Gather every line of the material below that contains the word "window" and copy each one in full. Case counts.

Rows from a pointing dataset
* * * * *

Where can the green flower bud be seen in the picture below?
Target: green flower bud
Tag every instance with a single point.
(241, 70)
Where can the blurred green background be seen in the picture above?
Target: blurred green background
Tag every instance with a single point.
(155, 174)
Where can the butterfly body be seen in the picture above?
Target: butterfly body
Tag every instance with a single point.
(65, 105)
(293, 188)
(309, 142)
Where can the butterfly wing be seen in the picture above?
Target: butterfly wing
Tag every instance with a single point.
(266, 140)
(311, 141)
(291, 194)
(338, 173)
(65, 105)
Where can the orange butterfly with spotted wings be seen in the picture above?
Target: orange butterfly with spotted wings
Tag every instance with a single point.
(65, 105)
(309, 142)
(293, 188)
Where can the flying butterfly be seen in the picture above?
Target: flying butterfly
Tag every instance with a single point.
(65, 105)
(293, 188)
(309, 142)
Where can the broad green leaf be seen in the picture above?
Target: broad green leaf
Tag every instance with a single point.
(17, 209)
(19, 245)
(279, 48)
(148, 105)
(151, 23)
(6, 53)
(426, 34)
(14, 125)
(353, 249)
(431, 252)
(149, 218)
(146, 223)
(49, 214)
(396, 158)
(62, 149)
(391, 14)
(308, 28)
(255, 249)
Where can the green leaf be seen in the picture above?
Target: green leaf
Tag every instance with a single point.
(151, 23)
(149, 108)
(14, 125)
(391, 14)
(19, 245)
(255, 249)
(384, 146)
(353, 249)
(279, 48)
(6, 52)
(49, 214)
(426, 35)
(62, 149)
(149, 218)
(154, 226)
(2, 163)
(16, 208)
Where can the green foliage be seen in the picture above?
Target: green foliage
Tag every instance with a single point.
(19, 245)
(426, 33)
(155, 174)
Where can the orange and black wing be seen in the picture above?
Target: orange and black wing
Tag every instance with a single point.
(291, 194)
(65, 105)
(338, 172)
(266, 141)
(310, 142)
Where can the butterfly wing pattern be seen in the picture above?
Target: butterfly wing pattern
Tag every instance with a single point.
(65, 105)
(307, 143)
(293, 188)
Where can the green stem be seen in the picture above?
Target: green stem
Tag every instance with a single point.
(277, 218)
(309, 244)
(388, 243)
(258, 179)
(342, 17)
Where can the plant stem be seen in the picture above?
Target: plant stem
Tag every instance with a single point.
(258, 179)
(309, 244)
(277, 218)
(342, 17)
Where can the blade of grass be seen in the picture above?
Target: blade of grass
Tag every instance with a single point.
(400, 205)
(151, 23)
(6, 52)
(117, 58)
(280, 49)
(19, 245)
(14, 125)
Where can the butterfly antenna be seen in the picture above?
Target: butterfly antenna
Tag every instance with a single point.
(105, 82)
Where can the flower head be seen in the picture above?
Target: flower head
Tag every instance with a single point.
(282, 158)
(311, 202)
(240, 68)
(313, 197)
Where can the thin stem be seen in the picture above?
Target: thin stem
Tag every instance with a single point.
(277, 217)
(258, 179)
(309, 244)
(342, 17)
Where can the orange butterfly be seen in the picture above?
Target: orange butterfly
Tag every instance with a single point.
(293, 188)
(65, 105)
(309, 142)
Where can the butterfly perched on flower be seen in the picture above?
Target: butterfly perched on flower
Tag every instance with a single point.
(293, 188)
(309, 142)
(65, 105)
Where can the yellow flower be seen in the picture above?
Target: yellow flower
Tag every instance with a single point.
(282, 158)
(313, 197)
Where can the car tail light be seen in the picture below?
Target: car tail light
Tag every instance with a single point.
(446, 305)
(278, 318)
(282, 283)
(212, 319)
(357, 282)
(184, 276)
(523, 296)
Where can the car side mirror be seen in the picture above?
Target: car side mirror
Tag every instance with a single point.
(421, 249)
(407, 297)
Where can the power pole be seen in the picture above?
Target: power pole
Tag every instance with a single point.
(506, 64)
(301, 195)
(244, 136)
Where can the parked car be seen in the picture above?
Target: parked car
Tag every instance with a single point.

* * * * *

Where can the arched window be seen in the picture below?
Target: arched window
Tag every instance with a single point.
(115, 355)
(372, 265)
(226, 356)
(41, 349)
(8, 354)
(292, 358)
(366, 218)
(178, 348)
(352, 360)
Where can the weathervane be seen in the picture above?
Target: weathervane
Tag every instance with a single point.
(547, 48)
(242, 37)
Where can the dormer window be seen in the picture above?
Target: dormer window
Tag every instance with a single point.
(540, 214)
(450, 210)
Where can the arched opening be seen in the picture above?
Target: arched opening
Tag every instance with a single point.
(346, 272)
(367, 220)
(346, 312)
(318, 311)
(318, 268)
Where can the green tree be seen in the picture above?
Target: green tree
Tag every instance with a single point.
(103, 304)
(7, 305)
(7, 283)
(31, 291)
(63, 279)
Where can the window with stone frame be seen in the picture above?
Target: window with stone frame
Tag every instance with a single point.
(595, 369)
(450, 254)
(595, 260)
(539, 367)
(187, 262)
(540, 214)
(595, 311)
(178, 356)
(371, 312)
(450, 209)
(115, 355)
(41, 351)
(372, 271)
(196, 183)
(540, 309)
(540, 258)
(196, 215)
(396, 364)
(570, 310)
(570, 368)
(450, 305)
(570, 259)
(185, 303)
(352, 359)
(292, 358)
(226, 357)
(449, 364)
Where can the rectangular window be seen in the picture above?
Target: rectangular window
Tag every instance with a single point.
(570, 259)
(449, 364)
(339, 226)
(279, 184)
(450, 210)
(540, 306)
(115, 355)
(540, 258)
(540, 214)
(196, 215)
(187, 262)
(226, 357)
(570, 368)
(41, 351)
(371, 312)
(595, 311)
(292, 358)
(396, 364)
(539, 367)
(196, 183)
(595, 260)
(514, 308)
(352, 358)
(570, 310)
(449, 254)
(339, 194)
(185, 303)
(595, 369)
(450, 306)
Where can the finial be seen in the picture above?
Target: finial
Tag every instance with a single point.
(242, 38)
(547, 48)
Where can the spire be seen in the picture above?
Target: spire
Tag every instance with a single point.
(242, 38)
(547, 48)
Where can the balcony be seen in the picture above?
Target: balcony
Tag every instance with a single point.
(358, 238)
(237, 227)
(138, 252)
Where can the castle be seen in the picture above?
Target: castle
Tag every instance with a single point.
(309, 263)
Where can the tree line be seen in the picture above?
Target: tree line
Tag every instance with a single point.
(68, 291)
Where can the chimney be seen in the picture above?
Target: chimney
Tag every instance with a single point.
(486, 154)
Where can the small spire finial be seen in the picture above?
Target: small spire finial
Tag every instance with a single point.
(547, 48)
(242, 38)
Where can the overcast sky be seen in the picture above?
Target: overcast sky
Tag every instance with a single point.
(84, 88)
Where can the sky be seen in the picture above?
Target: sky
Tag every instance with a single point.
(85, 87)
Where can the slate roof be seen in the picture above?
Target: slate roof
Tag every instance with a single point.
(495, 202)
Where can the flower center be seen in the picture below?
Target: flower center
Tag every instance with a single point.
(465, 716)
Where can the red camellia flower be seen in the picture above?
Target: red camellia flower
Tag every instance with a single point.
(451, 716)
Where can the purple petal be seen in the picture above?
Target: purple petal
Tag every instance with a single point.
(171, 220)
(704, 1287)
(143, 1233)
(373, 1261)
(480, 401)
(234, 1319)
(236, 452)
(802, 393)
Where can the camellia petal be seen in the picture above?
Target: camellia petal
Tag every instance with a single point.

* * * * *

The completed task:
Where can the arched window be seen in the picture below?
Target: arched window
Where can the dormer window be seen in the picture above?
Target: dormer window
Where can the window with stone frame be seen in the picture above?
Target: window with stone frame
Where can the rectangular window be seen in the picture above?
Target: rectangular window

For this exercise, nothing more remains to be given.